**Work request**
From the line containing "Query: poster on wall" to the last line of the records, please reproduce every line exactly and nothing more.
Excerpted data section start
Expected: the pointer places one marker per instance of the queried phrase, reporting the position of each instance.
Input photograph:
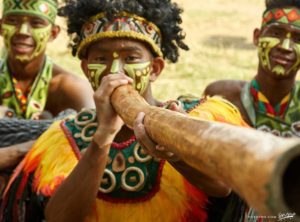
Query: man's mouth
(22, 48)
(281, 60)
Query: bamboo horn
(261, 168)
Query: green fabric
(288, 126)
(38, 94)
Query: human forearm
(207, 184)
(11, 155)
(74, 198)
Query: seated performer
(91, 167)
(31, 85)
(30, 82)
(271, 100)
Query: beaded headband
(46, 9)
(123, 25)
(282, 15)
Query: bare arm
(11, 155)
(73, 200)
(199, 180)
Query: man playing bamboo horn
(31, 85)
(91, 167)
(271, 100)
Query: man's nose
(115, 66)
(25, 29)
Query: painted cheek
(115, 66)
(8, 32)
(140, 73)
(94, 73)
(295, 67)
(41, 37)
(265, 45)
(25, 29)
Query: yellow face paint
(39, 35)
(95, 71)
(140, 73)
(266, 44)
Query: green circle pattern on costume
(38, 94)
(46, 9)
(138, 173)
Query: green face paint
(39, 35)
(95, 71)
(140, 73)
(266, 44)
(264, 47)
(7, 32)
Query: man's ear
(84, 64)
(158, 65)
(256, 35)
(54, 32)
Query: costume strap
(123, 25)
(46, 9)
(282, 15)
(247, 102)
(263, 105)
(37, 97)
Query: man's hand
(147, 143)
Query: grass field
(219, 33)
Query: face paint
(264, 47)
(266, 44)
(39, 35)
(7, 32)
(140, 73)
(95, 71)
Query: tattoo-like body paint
(39, 35)
(139, 72)
(95, 71)
(266, 44)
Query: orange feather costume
(146, 189)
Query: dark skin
(269, 82)
(63, 205)
(66, 90)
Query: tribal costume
(284, 122)
(25, 105)
(135, 186)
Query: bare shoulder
(227, 88)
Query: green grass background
(219, 34)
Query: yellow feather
(51, 170)
(218, 109)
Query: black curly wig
(270, 4)
(164, 14)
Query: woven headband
(123, 25)
(282, 15)
(46, 9)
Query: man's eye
(37, 24)
(131, 58)
(11, 21)
(100, 59)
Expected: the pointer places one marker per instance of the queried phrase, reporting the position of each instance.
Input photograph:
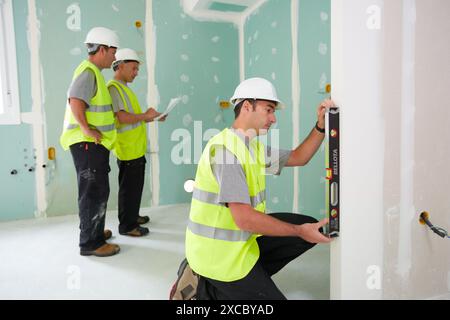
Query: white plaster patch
(75, 51)
(184, 78)
(323, 81)
(323, 48)
(187, 120)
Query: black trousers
(275, 253)
(92, 166)
(131, 184)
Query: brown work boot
(105, 250)
(107, 234)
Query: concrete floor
(39, 259)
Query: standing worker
(90, 133)
(131, 142)
(230, 242)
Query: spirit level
(332, 134)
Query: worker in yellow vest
(230, 242)
(89, 132)
(131, 144)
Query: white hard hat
(104, 36)
(257, 89)
(126, 54)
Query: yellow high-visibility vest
(215, 246)
(131, 140)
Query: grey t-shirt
(230, 174)
(83, 87)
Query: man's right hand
(93, 133)
(310, 232)
(151, 114)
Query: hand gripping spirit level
(332, 170)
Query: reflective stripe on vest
(218, 233)
(99, 114)
(215, 246)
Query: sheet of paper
(173, 102)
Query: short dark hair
(93, 48)
(237, 109)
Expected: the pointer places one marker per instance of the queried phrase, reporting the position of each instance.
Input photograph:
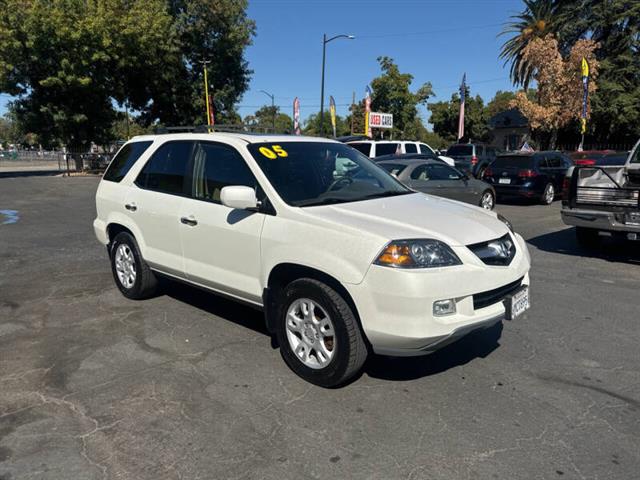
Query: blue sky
(434, 40)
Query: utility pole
(273, 109)
(326, 40)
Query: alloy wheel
(310, 333)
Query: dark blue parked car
(535, 175)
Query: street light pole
(273, 108)
(326, 40)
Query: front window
(316, 173)
(387, 149)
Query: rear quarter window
(124, 160)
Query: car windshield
(460, 150)
(319, 173)
(393, 168)
(519, 161)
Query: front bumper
(396, 305)
(597, 219)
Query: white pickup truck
(604, 200)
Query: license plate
(516, 304)
(632, 218)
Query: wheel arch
(284, 273)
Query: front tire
(134, 278)
(319, 336)
(548, 195)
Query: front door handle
(192, 222)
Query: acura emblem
(501, 248)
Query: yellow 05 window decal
(267, 153)
(274, 152)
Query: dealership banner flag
(585, 95)
(367, 110)
(296, 116)
(463, 92)
(332, 111)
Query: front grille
(498, 252)
(484, 299)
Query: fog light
(444, 307)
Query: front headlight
(426, 253)
(506, 222)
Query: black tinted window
(460, 150)
(387, 149)
(217, 166)
(124, 160)
(362, 148)
(435, 172)
(166, 170)
(425, 149)
(410, 148)
(516, 161)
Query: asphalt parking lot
(189, 386)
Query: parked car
(341, 263)
(603, 200)
(379, 148)
(437, 178)
(472, 158)
(599, 157)
(535, 175)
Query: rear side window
(387, 149)
(425, 149)
(217, 166)
(166, 169)
(460, 150)
(410, 148)
(124, 160)
(362, 148)
(516, 161)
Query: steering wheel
(335, 183)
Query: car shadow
(227, 309)
(478, 344)
(611, 249)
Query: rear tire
(587, 237)
(487, 200)
(327, 361)
(548, 195)
(132, 275)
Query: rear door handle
(192, 222)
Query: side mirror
(239, 197)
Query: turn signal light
(527, 173)
(396, 255)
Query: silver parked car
(437, 178)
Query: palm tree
(536, 20)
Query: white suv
(379, 148)
(342, 257)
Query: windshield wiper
(391, 193)
(324, 201)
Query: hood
(415, 216)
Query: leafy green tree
(392, 94)
(70, 61)
(264, 119)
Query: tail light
(585, 161)
(527, 173)
(566, 185)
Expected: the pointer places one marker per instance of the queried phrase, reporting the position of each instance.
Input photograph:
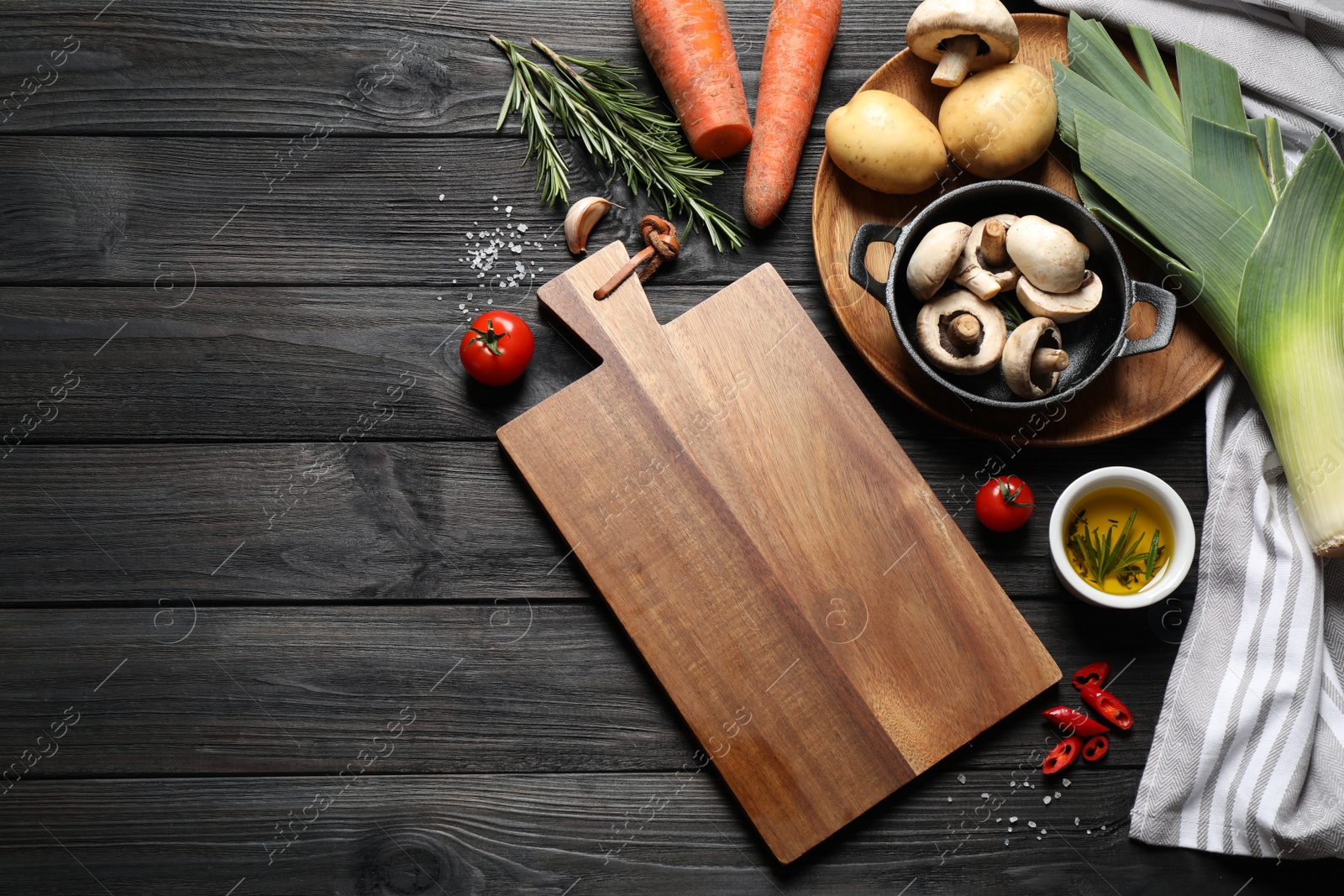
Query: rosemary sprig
(620, 127)
(1101, 557)
(1012, 311)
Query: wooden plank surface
(403, 520)
(311, 302)
(280, 363)
(396, 69)
(499, 685)
(645, 833)
(123, 210)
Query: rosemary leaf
(622, 129)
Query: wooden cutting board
(813, 611)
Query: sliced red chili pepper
(1095, 673)
(1109, 707)
(1095, 747)
(1062, 755)
(1074, 721)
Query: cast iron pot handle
(867, 235)
(1166, 305)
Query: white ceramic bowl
(1183, 537)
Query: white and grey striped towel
(1249, 752)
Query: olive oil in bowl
(1119, 540)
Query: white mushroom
(1032, 358)
(938, 257)
(961, 36)
(581, 219)
(987, 249)
(1047, 254)
(960, 333)
(1061, 308)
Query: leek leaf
(1202, 231)
(1209, 89)
(1229, 163)
(1099, 203)
(1290, 338)
(1272, 150)
(1095, 55)
(1075, 93)
(1155, 70)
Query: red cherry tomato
(1005, 503)
(496, 348)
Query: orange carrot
(690, 46)
(796, 49)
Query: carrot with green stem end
(690, 46)
(797, 46)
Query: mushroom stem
(964, 331)
(979, 281)
(1045, 362)
(994, 244)
(958, 56)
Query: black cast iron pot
(1092, 342)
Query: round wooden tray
(1132, 392)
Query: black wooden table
(299, 625)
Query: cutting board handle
(618, 328)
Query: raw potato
(1000, 120)
(886, 144)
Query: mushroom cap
(934, 257)
(932, 333)
(1007, 275)
(1061, 308)
(937, 20)
(1039, 332)
(1047, 254)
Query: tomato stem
(1011, 495)
(490, 338)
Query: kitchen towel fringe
(1249, 752)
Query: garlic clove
(581, 219)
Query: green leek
(1205, 192)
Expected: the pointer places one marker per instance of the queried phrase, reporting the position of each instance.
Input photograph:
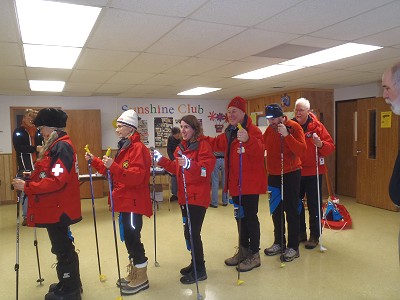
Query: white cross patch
(57, 170)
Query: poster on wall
(144, 131)
(162, 130)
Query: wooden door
(346, 156)
(377, 149)
(84, 127)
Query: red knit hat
(238, 102)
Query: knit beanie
(129, 118)
(238, 102)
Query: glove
(157, 155)
(187, 162)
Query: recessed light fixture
(331, 54)
(267, 72)
(313, 59)
(60, 28)
(198, 91)
(46, 85)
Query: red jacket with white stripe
(130, 173)
(254, 179)
(53, 188)
(294, 146)
(308, 160)
(198, 176)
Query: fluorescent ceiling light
(55, 23)
(50, 56)
(198, 91)
(313, 59)
(331, 54)
(63, 28)
(46, 85)
(267, 72)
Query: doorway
(366, 151)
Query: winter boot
(252, 261)
(188, 269)
(131, 269)
(238, 257)
(201, 274)
(57, 286)
(140, 282)
(69, 286)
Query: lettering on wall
(164, 109)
Excerpted data section end
**Answer for this exercise**
Query: poster on wall
(144, 131)
(162, 130)
Query: wooden door
(346, 156)
(377, 149)
(84, 127)
Query: red knit hat
(238, 102)
Query: knit beanie
(129, 118)
(238, 102)
Query: glove
(157, 155)
(187, 162)
Query: recessed light fixture
(331, 54)
(267, 72)
(313, 59)
(60, 28)
(198, 91)
(46, 85)
Query: red jacket with white stripe
(130, 173)
(254, 179)
(53, 188)
(294, 146)
(308, 160)
(198, 176)
Query: fluorescent ceiling light
(55, 23)
(50, 56)
(198, 91)
(313, 59)
(331, 54)
(63, 28)
(46, 85)
(267, 72)
Query: doorway
(366, 151)
Query: winter boot
(252, 261)
(188, 269)
(131, 269)
(238, 257)
(201, 274)
(57, 286)
(140, 282)
(69, 286)
Query: lettering on wall
(164, 109)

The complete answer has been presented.